● **Aim**: Retyping should cover only the lines from the one containing "Can you find the white cloud?" through the final line of the records, with pictures omitted.

● **Task input**:

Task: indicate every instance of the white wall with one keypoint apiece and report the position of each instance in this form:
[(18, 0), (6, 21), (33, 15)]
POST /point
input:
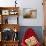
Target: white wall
[(33, 4)]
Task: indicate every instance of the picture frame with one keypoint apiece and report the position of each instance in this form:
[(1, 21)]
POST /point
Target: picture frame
[(10, 19), (5, 12), (29, 13), (13, 12)]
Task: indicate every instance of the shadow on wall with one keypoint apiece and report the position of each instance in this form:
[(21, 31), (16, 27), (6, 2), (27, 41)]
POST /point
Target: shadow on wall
[(37, 29)]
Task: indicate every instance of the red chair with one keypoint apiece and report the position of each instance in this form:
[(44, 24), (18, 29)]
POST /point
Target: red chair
[(29, 33)]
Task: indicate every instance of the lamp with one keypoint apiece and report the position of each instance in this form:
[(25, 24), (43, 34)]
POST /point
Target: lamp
[(15, 3)]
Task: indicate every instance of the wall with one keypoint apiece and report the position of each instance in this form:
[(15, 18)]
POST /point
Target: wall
[(33, 4), (37, 29)]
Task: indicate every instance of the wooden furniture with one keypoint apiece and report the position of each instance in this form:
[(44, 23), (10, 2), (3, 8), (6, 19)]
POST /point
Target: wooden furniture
[(5, 23), (10, 43)]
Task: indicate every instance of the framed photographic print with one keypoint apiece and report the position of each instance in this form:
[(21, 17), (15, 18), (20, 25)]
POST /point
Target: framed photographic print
[(29, 13), (5, 12)]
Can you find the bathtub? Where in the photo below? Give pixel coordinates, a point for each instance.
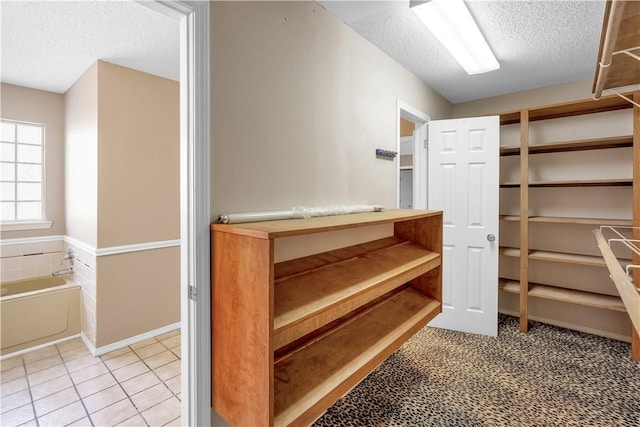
(38, 311)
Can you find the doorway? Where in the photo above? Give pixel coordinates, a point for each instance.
(412, 166)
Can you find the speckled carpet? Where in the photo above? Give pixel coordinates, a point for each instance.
(548, 377)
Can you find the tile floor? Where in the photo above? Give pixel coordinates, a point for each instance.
(64, 384)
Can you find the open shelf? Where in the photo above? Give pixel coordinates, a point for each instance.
(626, 182)
(508, 285)
(591, 299)
(561, 257)
(573, 296)
(307, 301)
(568, 220)
(578, 145)
(576, 108)
(512, 252)
(331, 365)
(567, 258)
(291, 338)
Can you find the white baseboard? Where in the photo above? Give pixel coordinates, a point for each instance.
(88, 343)
(123, 343)
(572, 326)
(38, 347)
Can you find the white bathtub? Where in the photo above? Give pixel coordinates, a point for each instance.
(38, 311)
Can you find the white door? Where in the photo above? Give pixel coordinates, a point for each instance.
(406, 188)
(463, 171)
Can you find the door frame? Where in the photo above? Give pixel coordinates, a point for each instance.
(195, 211)
(406, 111)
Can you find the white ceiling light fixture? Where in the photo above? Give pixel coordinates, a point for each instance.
(452, 24)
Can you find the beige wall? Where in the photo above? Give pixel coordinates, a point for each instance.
(123, 188)
(81, 153)
(406, 127)
(300, 102)
(138, 157)
(137, 292)
(138, 202)
(31, 105)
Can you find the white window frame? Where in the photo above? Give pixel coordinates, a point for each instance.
(30, 224)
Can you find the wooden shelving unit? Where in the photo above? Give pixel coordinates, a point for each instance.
(568, 220)
(591, 299)
(574, 183)
(525, 253)
(579, 145)
(291, 338)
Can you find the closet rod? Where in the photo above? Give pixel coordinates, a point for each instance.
(611, 34)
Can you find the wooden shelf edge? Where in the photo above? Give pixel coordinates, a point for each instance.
(510, 252)
(590, 299)
(297, 227)
(576, 145)
(372, 337)
(580, 107)
(624, 182)
(299, 311)
(572, 296)
(570, 220)
(567, 258)
(508, 285)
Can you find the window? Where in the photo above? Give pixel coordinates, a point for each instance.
(21, 171)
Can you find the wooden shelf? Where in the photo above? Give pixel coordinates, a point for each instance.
(511, 252)
(337, 361)
(299, 227)
(577, 108)
(625, 182)
(508, 285)
(567, 258)
(591, 299)
(560, 257)
(567, 220)
(579, 145)
(573, 296)
(305, 302)
(584, 107)
(291, 338)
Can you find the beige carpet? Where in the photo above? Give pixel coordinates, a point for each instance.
(548, 377)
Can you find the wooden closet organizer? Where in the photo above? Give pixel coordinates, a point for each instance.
(291, 338)
(524, 287)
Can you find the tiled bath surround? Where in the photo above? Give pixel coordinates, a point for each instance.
(84, 273)
(32, 259)
(28, 258)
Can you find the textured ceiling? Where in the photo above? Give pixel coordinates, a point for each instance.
(47, 45)
(537, 42)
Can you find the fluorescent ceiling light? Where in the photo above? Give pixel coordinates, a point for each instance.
(452, 24)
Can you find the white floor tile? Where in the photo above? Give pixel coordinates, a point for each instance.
(55, 401)
(50, 387)
(14, 400)
(163, 413)
(17, 416)
(65, 415)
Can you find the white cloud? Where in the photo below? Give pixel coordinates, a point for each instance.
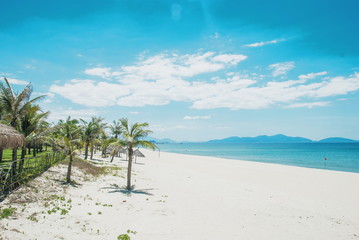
(281, 68)
(49, 97)
(196, 117)
(58, 114)
(90, 93)
(165, 78)
(16, 81)
(312, 75)
(260, 44)
(308, 105)
(100, 72)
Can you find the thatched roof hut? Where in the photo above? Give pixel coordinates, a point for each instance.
(9, 137)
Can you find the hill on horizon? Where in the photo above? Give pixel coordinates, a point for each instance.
(279, 138)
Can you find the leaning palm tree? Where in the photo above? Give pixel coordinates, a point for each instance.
(30, 127)
(68, 133)
(14, 106)
(133, 137)
(91, 131)
(115, 128)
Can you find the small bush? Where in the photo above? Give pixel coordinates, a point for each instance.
(123, 237)
(6, 212)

● **The output**:
Can you find the white cloud? Where in the photo below? Give pixel coordinates, a point for each instance.
(281, 68)
(49, 97)
(196, 117)
(58, 114)
(90, 93)
(165, 78)
(16, 81)
(312, 75)
(260, 44)
(308, 105)
(100, 72)
Can you find the thatched roof hut? Where in the photo above? Give pixel coordinates, a point for each instance.
(9, 137)
Can you find the hill on horizon? Where in the photo above? Give pixel coordinates, a point for each instance.
(279, 138)
Can you find the leaning palm tree? Where in the photo above? Give pixel coordinates, a point for each instance.
(30, 127)
(68, 133)
(14, 106)
(133, 137)
(91, 131)
(115, 128)
Can you find the small bush? Where in the photo above? Give pixel coordinates, a point for each instance.
(123, 237)
(6, 212)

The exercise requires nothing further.